- _EXERCISE INSTRUCTIONS_
Rewrite the lines below with "single point" replaced by "single coordinate pair" everywhere and nothing else changed. Leave the pictures out.

- _DATA RECORDS_
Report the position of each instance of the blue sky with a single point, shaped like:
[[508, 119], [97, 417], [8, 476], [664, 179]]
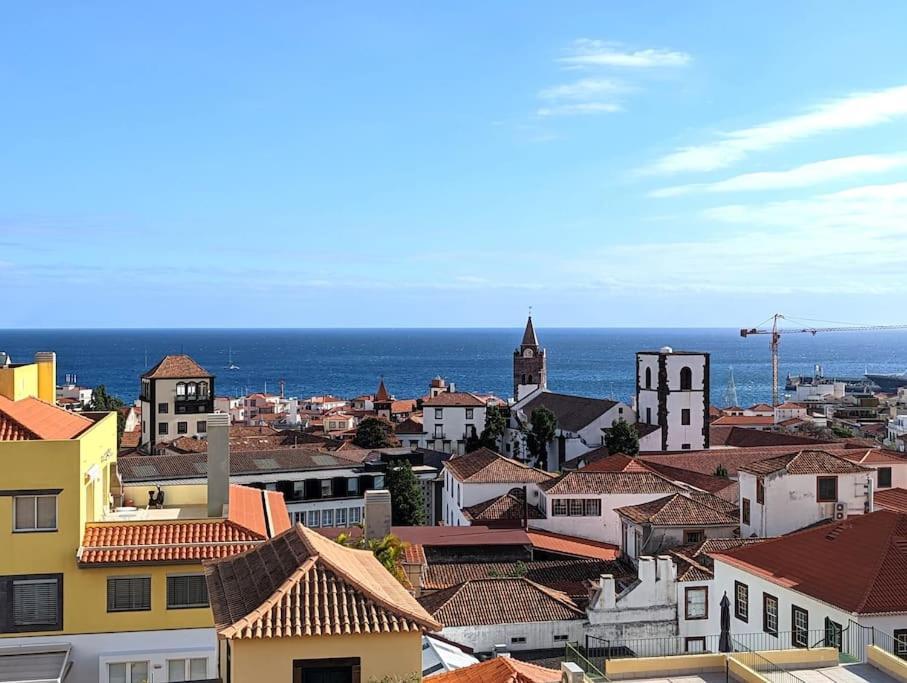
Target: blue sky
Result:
[[451, 164]]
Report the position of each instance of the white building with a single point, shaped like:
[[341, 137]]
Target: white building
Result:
[[450, 418], [792, 491], [483, 475], [176, 395], [581, 425], [672, 392]]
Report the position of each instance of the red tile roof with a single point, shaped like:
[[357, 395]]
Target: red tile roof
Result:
[[858, 565], [500, 601], [484, 466], [176, 366], [32, 419], [498, 670]]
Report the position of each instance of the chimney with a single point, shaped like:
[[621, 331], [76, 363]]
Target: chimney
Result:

- _PROBLEM SOLUTION_
Report the position of each instance of the blue sky with a single coordinate pair, shaped like:
[[508, 119], [97, 417], [8, 476], [664, 179]]
Target: blue sky
Result:
[[451, 164]]
Report the position of each instance of the white building with a single coordinate pair, shaped like:
[[341, 137]]
Target: white building
Result:
[[450, 418], [792, 491], [483, 475], [176, 395], [581, 425], [672, 392]]
Report the position of each instance of the red tile roof with a single coordinate pair, shaped like:
[[357, 395]]
Target: red tile roof
Result:
[[858, 565], [500, 601], [484, 466], [176, 366], [32, 419], [498, 670]]
Report the position of each instance of the chimney with a single coordinate pair, shaped like:
[[621, 331], [76, 363]]
Target: chimney
Result:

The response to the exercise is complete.